Exercise objective: Your task is to print all of the data word for word.

Material provided:
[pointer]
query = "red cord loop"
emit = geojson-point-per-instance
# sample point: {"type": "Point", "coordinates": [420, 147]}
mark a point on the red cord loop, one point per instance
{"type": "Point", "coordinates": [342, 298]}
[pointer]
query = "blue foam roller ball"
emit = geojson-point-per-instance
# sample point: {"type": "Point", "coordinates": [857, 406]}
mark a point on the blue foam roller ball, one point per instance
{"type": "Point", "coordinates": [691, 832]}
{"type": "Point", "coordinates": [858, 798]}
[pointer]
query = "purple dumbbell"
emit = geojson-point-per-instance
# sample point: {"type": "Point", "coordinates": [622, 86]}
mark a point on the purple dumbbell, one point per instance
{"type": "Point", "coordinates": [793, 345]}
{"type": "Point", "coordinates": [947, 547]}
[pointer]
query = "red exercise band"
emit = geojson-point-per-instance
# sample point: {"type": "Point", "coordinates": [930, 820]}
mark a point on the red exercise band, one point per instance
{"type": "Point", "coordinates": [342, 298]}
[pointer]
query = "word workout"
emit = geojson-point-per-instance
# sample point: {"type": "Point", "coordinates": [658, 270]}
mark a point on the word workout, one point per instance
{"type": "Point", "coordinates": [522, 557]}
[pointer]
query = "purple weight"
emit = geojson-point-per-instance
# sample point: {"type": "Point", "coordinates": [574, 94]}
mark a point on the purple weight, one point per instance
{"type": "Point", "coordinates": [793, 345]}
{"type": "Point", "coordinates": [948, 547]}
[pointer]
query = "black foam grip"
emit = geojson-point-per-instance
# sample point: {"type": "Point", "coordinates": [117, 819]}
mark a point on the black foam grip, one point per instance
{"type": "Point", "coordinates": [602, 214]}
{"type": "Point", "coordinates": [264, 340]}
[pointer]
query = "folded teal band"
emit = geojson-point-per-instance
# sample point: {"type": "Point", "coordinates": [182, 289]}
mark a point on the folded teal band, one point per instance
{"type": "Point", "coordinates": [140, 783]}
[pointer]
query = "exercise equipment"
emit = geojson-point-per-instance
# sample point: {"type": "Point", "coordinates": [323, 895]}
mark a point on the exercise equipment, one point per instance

Worked solution:
[pointer]
query = "red cord loop"
emit = geojson-point-per-instance
# sample point: {"type": "Point", "coordinates": [420, 147]}
mark a point on the red cord loop, one point per instance
{"type": "Point", "coordinates": [342, 298]}
[pointer]
query = "blue foam roller ball"
emit = geojson-point-per-instance
# sample point: {"type": "Point", "coordinates": [857, 406]}
mark a point on the blue foam roller ball, one point per instance
{"type": "Point", "coordinates": [691, 832]}
{"type": "Point", "coordinates": [858, 798]}
[pointer]
query = "purple dumbbell"
emit = geojson-point-per-instance
# sample point: {"type": "Point", "coordinates": [622, 86]}
mark a point on the purple dumbbell, one point per instance
{"type": "Point", "coordinates": [793, 345]}
{"type": "Point", "coordinates": [947, 547]}
[pointer]
query = "red exercise band"
emit = geojson-point-per-instance
# sample point: {"type": "Point", "coordinates": [930, 820]}
mark a point on the red exercise band, one point per instance
{"type": "Point", "coordinates": [342, 298]}
[pointer]
query = "word workout"
emit = geojson-point-per-instance
# sample point: {"type": "Point", "coordinates": [658, 270]}
mark a point on the word workout, one point per instance
{"type": "Point", "coordinates": [522, 557]}
[pointer]
query = "purple weight"
emit = geojson-point-per-instance
# sample point: {"type": "Point", "coordinates": [574, 94]}
mark a point on the purple weight, one point per instance
{"type": "Point", "coordinates": [793, 345]}
{"type": "Point", "coordinates": [948, 547]}
[pointer]
query = "black foam grip"
emit = geojson-point-per-instance
# sample point: {"type": "Point", "coordinates": [117, 819]}
mark a point on the black foam grip, one point per instance
{"type": "Point", "coordinates": [602, 214]}
{"type": "Point", "coordinates": [264, 340]}
[pointer]
query = "folded teal band"
emit = geojson-point-per-instance
# sample point: {"type": "Point", "coordinates": [182, 289]}
mark a point on the folded teal band, one point per instance
{"type": "Point", "coordinates": [140, 783]}
[pointer]
query = "exercise equipment"
emit = geojson-point-per-instance
# sample point: {"type": "Point", "coordinates": [323, 895]}
mark a point on the exercise equipment, one point per instance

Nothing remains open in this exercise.